SET PROBLEM A: Copy the part of the speech on Fiji and Australia that opens with the words containing "And as mentioned" and closes with "the years ahead.".

EXCERPTED TEXT:
----------------

Minister, I have been gratified by your appointment last month with specific responsibility for the Pacific. And see it as a clear sign of a renewed commitment by the Turnbull Government to give the island nations a higher priority.

I also welcome your public comments expressing a very strong desire to continue strengthening Australia’s relationship with its island neighbours.

I have been struck in my meetings with your Foreign Minister, Julie Bishop, with the transformation in the tenor of our relationship to a much more positive note.

And from my perspective and that of the Fijian Government as a whole, you can be sure that we will match that commitment to a better relationship with sincerity and good faith.

Ladies and Gentlemen, I especially appeal to the business communities of both countries to ramp up your own activities as part of this wider engagement.

Because you are the principal economic drivers of our relationship, the principal drivers of the employment on which the prosperity of the Fijian people depends. Australian business people trading and investing in Fiji and of course making handsome profits.

Fijian business people trading and investing in Australia.

And since my Government changed the laws to allow dual citizenship, an increasing number of Australian-Fijians as well.

The climate to do so has never been better – the longest running period of economic growth in Fijian history.

And an annual growth rate of 5.3 per cent last year that eclipses that of Australia and New Zealand and many other developed countries.

Fiji is very much open for business, with one of the lowest corporate and personal tax regimes in the region; a range of incentives including zero tax for investments in certain parts of the country; the modernization and upgrading of financial standards and standards of compliance to international best practice; plus a whole range of positive reforms that are making the process of doing business in Fiji easier and more attractive.

Including the removal of red tape and a seamless entry into the Fijian market by streamlining the approval process through the various ministries and regulatory authorities.

We are continuously seeking to improve in this area.

Recently, we launched an Online Single Window Clearance System to speed up the investment process.

This Internet-based gateway allows any investor anywhere in the world to get your approvals from the critical agencies of the Fiji Revenue and Customs Authority, the Reserve Bank, Investment Fiji and the Registrar of Companies.

Once you get to Fiji, you will find a young, talented, educated and English-speaking workforce. Perfect for the development of call centres and the IT industry generally, which we are especially keen to attract.

You will be able to import capital equipment and capital goods duty-free, as well as inputs for manufacturing.

You will enjoy the lowest corporate taxes in the region – a flat rate of 20 per cent, with a reduction to 17 per cent for companies that base their international or regional headquarters in Fiji.

Companies listed on the South Pacific Stock Exchange pay a tax rate of only 10 per cent.

You can take advantage of preferential trading arrangements with other Pacific Island nations as well as Australia, New Zealand and others.

And as mentioned you will enjoy tax-free status for 13 years if you invest in certain targeted regions of the country.

All this makes it highly attractive for those of you who are still to enter our market to be part of Brand Fiji – the quality array of goods and services we are already taking to the world and intend to expand significantly in the years ahead.

Talk to our people at Investment Fiji and they’ll be able to explain the opportunities more fully.

Our main precondition for any development being given the green light is that the preservation of our pristine environment must always come first.

----------------

INPUT MATERIAL:
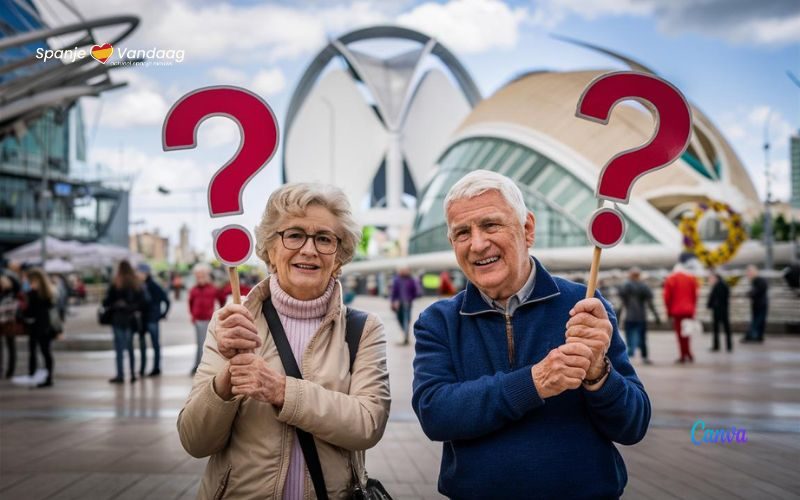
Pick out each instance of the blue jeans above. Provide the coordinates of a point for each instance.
(758, 324)
(123, 339)
(151, 327)
(636, 336)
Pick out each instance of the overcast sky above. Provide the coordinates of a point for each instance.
(729, 57)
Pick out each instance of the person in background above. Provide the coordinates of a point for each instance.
(177, 285)
(36, 316)
(10, 325)
(156, 310)
(61, 287)
(126, 299)
(446, 288)
(718, 300)
(201, 306)
(680, 299)
(226, 290)
(759, 304)
(636, 298)
(405, 288)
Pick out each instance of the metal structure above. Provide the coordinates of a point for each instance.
(41, 130)
(384, 144)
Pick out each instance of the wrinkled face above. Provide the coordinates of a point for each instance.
(304, 273)
(490, 244)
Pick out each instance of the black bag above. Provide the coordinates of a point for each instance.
(354, 328)
(104, 315)
(373, 491)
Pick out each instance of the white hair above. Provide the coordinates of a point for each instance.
(478, 182)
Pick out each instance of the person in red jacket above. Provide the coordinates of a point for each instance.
(201, 306)
(680, 298)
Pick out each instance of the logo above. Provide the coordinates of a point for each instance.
(103, 52)
(716, 436)
(127, 56)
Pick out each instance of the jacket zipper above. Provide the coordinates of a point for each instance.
(510, 340)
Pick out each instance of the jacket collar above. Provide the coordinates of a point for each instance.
(544, 288)
(261, 292)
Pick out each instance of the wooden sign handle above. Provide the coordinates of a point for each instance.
(592, 285)
(234, 278)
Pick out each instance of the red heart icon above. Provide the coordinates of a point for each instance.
(102, 52)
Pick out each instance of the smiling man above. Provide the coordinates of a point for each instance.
(527, 383)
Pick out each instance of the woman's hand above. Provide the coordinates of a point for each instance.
(236, 331)
(251, 377)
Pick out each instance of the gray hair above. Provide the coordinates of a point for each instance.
(293, 200)
(478, 182)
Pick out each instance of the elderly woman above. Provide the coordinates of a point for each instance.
(243, 410)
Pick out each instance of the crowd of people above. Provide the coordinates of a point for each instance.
(32, 303)
(522, 378)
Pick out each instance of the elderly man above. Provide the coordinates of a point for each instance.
(527, 383)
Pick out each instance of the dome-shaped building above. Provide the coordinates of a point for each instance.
(528, 131)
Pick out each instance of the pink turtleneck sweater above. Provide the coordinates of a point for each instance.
(300, 319)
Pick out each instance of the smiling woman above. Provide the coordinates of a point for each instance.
(244, 405)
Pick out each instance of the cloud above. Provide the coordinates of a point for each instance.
(269, 82)
(228, 75)
(259, 33)
(744, 128)
(766, 22)
(134, 108)
(468, 26)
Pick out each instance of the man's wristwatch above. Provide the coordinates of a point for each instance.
(606, 371)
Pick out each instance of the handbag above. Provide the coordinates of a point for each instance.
(691, 327)
(355, 321)
(56, 325)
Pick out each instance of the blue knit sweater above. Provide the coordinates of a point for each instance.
(501, 440)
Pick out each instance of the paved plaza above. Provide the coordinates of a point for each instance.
(85, 438)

----------------

SET PROBLEM B: Rewrite the records from the line containing "Pick out each instance of the handbag" through the end of the records, replacing "knit" with "wool" and leaving everything else unchanged.

TASK ANSWER A:
And as mentioned you will enjoy tax-free status for 13 years if you invest in certain targeted regions of the country.

All this makes it highly attractive for those of you who are still to enter our market to be part of Brand Fiji – the quality array of goods and services we are already taking to the world and intend to expand significantly in the years ahead.

TASK ANSWER B:
Pick out each instance of the handbag above. Provide the coordinates of a point for each instance.
(691, 327)
(355, 321)
(56, 325)
Pick out each instance of the blue wool sweater above. Provide the coordinates of a point for each instance.
(501, 440)
Pick out each instance of the paved plaza above. Provide the coordinates of a point for each instance.
(85, 438)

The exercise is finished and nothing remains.